Given records:

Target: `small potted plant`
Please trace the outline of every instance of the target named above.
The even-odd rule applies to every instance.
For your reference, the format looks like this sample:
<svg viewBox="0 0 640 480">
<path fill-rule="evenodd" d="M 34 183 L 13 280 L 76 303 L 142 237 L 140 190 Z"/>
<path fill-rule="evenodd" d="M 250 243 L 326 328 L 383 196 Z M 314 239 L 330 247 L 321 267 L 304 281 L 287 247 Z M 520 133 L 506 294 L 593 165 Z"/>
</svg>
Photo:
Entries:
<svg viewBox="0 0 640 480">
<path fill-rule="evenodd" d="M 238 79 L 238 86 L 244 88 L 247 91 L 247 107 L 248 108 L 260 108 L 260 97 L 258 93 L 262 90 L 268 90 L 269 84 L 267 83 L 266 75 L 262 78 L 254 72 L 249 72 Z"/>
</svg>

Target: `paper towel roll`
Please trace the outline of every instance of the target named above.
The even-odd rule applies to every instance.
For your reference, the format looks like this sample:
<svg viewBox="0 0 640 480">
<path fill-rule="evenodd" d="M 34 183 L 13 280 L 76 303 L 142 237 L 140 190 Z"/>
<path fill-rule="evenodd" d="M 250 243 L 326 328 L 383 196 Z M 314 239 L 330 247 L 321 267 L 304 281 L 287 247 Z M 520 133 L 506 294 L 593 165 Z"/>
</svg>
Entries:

Action item:
Your task is to return the full listing exactly as it was given.

Output for this task:
Target: `small potted plant`
Please trace the outline of every instance of the target named above.
The even-odd rule applies to every instance.
For your reference, the format looks like this sample:
<svg viewBox="0 0 640 480">
<path fill-rule="evenodd" d="M 34 183 L 13 280 L 76 303 L 142 237 L 140 190 Z"/>
<path fill-rule="evenodd" d="M 250 243 L 326 328 L 383 196 Z M 314 239 L 330 247 L 321 267 L 304 281 L 287 247 Z M 520 133 L 506 294 L 593 165 Z"/>
</svg>
Photo:
Entries:
<svg viewBox="0 0 640 480">
<path fill-rule="evenodd" d="M 238 79 L 238 86 L 244 88 L 247 91 L 247 107 L 248 108 L 260 108 L 260 97 L 258 93 L 262 90 L 268 90 L 269 84 L 267 83 L 266 75 L 262 78 L 254 72 L 249 72 Z"/>
</svg>

Target: `paper towel roll`
Please trace the outline of every instance of the target named above.
The even-odd rule applies to every instance.
For your reference, the format looks like this sample:
<svg viewBox="0 0 640 480">
<path fill-rule="evenodd" d="M 34 183 L 13 280 L 76 303 L 142 237 L 140 190 Z"/>
<path fill-rule="evenodd" d="M 250 243 L 326 328 L 383 196 Z M 314 239 L 330 247 L 321 267 L 304 281 L 287 247 Z M 520 133 L 506 294 L 593 165 Z"/>
</svg>
Entries:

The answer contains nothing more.